Aim of the exercise. Please rewrite everything from the start of the entries down to the line containing "box: [463, 23, 498, 233]", putting "coarse mask" wherever "rough mask" appears and leaving all else unchanged.

[Dataset entries]

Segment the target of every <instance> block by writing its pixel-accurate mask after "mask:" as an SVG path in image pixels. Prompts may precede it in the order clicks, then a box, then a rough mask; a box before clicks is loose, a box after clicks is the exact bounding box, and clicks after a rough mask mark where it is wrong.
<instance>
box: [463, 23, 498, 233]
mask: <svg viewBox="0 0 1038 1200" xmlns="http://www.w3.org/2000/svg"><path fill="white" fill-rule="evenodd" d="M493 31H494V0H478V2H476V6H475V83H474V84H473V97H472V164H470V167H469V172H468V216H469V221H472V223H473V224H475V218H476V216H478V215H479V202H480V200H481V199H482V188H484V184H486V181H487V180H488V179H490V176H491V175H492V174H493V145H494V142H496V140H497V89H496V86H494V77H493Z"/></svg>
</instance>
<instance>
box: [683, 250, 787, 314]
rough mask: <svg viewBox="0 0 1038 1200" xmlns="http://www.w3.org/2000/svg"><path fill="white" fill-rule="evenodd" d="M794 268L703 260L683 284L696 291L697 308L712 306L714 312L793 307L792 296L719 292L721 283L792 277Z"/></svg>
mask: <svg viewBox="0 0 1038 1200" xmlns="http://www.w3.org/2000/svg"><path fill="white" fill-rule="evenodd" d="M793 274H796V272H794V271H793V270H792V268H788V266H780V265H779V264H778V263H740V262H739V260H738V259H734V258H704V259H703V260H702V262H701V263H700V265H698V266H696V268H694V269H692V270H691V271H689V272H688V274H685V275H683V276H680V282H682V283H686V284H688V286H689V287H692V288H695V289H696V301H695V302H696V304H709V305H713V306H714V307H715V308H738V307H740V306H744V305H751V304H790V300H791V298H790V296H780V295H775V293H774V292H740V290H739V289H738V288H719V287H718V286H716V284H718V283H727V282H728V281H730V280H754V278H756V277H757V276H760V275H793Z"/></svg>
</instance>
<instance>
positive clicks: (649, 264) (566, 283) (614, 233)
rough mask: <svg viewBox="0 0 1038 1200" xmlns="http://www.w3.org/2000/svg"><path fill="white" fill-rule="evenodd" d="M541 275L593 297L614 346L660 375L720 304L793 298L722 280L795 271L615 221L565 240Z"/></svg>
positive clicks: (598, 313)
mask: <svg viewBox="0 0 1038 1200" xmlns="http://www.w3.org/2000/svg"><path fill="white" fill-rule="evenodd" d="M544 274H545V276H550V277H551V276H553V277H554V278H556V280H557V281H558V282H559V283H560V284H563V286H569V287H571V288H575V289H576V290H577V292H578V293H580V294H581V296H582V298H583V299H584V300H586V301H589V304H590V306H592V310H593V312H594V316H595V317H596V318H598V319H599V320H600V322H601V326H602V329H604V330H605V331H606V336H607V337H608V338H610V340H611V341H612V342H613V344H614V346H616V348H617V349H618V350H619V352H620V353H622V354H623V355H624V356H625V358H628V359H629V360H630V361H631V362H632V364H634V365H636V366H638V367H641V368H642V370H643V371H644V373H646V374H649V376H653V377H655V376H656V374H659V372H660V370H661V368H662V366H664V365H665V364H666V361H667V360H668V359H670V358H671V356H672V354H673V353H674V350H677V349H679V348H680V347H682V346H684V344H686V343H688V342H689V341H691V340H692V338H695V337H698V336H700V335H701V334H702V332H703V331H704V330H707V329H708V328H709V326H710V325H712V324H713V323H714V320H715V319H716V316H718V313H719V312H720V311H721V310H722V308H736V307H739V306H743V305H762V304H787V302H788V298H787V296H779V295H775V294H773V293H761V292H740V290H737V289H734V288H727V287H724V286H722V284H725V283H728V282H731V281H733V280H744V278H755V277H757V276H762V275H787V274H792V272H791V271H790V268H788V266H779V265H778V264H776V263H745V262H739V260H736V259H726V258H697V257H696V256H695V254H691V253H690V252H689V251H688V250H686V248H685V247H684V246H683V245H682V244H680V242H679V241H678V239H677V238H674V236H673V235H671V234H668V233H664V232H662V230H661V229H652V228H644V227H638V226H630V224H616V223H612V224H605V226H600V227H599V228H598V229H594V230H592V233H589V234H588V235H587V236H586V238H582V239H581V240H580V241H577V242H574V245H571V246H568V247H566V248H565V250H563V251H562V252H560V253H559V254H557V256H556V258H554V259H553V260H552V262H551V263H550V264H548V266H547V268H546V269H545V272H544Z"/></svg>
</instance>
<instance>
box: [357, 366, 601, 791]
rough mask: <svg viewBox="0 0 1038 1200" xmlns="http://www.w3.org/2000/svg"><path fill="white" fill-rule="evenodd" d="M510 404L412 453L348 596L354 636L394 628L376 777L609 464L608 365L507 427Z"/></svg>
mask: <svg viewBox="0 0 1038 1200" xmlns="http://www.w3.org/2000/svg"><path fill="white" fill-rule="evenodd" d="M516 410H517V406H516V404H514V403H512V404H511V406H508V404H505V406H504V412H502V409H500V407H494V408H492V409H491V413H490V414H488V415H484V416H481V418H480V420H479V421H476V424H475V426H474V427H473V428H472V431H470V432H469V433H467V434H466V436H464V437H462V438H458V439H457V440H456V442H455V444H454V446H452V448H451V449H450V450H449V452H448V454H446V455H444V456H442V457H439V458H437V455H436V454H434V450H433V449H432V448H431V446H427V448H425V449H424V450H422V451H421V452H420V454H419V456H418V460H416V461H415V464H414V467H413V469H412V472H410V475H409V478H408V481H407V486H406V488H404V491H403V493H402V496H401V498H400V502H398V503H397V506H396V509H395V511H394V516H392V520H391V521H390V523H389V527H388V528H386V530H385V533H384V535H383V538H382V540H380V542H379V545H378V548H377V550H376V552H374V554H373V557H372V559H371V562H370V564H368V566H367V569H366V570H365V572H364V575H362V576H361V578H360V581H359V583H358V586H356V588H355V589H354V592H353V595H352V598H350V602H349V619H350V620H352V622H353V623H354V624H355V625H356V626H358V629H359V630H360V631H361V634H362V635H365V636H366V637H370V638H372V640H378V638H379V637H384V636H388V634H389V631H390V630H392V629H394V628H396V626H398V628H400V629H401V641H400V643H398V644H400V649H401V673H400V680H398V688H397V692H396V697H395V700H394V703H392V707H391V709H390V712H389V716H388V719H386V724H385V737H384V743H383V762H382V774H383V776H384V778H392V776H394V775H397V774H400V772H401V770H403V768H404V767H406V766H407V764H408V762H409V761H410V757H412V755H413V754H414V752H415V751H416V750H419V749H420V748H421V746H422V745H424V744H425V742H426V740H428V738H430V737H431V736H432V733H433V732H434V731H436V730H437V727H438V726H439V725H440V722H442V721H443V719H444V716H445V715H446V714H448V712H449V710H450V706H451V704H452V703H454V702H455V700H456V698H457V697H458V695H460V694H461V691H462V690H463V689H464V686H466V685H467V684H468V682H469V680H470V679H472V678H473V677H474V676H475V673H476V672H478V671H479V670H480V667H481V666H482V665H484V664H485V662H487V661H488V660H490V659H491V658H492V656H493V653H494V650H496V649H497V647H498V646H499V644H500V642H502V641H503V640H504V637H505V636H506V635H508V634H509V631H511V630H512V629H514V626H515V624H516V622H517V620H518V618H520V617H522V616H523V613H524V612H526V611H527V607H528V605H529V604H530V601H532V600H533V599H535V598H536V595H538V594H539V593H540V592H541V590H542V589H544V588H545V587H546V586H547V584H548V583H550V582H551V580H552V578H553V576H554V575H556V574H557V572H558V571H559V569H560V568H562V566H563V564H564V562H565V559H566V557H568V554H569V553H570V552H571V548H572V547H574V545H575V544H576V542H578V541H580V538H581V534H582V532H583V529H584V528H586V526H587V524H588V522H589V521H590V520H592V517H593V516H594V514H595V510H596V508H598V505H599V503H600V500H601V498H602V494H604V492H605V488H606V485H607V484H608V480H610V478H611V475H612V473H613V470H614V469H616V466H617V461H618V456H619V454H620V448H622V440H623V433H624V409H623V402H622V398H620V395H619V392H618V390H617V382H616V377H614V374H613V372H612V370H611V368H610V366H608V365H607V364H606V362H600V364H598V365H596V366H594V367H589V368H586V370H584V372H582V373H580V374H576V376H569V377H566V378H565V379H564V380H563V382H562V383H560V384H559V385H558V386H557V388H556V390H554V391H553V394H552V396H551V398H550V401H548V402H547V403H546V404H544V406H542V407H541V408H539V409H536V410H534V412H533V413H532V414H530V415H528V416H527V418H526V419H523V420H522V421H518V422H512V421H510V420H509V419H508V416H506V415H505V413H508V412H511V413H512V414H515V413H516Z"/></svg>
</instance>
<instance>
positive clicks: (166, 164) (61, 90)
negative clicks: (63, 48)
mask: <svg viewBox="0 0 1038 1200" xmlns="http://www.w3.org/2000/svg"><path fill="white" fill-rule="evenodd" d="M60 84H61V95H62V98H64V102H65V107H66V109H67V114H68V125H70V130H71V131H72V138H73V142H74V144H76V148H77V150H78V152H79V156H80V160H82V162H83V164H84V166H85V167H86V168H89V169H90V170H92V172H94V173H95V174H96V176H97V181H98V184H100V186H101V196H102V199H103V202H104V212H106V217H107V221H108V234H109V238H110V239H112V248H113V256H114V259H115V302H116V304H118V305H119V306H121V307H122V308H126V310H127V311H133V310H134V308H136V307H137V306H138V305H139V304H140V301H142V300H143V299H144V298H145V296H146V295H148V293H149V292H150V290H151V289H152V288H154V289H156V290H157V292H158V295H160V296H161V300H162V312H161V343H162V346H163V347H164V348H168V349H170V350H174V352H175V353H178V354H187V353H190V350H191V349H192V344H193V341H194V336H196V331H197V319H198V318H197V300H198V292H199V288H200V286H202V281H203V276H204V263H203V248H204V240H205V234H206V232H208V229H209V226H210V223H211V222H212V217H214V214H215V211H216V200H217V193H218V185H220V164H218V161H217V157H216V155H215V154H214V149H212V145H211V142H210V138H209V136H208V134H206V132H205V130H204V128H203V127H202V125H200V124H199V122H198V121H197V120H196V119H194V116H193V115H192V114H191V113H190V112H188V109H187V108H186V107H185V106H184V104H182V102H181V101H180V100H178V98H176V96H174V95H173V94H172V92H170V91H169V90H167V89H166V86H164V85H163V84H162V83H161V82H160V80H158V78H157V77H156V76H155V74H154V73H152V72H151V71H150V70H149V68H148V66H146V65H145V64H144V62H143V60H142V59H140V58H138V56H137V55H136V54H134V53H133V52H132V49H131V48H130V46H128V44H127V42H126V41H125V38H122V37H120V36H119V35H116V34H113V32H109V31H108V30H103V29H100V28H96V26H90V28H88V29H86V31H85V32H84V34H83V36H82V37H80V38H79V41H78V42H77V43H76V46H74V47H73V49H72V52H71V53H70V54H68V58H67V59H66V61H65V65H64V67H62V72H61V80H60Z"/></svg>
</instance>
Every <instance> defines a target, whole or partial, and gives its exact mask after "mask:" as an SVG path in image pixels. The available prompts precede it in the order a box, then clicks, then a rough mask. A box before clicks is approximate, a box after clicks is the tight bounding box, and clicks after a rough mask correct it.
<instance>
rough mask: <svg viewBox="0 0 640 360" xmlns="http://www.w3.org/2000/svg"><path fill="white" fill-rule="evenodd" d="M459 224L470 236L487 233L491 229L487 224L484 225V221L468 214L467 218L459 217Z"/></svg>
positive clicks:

The completed task.
Segment the target of every <instance> block by writing its pixel-accurate mask after "mask:" as an SVG path in image pixels. Prompts may precede it in the order clicks, then a box, then a coarse mask; a box before clicks is loose, a box after clicks is the exact bounding box, and clicks after a coarse mask mark where it is wrong.
<instance>
box: [463, 23, 498, 233]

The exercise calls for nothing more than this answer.